### Records for the exercise

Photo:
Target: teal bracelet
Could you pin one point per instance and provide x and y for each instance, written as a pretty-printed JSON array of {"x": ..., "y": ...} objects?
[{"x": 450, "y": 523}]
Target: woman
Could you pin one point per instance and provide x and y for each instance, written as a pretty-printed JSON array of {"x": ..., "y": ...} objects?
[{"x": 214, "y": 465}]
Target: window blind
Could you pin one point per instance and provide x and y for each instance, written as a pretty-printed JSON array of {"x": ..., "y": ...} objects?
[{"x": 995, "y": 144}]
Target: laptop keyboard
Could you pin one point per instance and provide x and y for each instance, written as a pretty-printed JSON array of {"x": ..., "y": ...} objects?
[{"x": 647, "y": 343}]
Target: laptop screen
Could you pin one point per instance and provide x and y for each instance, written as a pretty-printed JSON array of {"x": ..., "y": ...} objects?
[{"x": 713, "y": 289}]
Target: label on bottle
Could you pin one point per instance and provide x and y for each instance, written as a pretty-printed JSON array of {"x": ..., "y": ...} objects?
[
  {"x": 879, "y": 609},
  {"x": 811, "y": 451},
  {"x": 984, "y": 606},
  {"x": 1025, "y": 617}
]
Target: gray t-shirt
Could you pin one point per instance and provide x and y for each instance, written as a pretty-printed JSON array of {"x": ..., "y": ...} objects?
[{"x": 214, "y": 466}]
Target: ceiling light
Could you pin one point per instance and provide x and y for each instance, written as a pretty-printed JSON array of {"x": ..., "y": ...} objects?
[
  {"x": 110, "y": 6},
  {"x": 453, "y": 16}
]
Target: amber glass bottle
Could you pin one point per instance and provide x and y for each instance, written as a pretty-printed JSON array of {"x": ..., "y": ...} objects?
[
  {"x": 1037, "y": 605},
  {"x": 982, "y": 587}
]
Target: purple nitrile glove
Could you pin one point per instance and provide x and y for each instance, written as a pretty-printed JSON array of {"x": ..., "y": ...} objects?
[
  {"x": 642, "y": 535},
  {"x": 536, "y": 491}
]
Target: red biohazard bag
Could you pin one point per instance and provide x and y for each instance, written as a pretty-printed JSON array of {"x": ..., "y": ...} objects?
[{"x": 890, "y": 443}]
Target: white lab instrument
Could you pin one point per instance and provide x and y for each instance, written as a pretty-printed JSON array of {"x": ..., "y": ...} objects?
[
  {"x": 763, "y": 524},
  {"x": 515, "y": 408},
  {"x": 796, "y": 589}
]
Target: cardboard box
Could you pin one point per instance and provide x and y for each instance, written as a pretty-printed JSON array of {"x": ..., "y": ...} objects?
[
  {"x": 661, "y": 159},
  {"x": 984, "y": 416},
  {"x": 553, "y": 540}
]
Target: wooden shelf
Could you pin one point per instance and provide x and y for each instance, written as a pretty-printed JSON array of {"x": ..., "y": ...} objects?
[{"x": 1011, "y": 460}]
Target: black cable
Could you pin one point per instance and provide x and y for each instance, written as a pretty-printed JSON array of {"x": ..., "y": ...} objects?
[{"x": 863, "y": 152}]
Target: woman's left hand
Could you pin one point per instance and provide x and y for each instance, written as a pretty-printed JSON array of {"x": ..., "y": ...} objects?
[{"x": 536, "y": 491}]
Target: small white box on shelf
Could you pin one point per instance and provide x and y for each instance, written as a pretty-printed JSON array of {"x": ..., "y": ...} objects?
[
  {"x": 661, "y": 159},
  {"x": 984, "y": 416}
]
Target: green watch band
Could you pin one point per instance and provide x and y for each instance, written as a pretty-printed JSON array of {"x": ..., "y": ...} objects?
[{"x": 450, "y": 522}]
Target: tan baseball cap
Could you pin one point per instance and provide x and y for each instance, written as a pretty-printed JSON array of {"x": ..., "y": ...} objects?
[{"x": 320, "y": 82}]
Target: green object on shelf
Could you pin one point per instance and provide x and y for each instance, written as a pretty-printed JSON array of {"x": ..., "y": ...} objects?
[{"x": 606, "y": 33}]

######

■ Your goal: In the entries above, find the line containing "Target: small white box on shelf". Set down that line and every line after it through the last one, exactly and alone.

■ Solution to the exercise:
Target: small white box on shelf
Could you pin one point per instance and provide x and y for each instance, written as a pretty-printed JSON array of {"x": ..., "y": ...} objects?
[
  {"x": 661, "y": 159},
  {"x": 984, "y": 416}
]
Target: green watch band
Could you pin one point per instance and provide x and y for each instance, written as a pretty-printed JSON array of {"x": ..., "y": ...} objects?
[{"x": 450, "y": 522}]
Target: tan baseball cap
Could you pin one point per instance and provide x and y for each instance, written as a pretty-printed JSON array of {"x": ..., "y": ...} objects?
[{"x": 320, "y": 82}]
Target: green object on shelf
Could you pin one point per instance and provide x and y for each instance, written as a pretty-printed JSON array of {"x": ..., "y": ...} objects?
[{"x": 606, "y": 33}]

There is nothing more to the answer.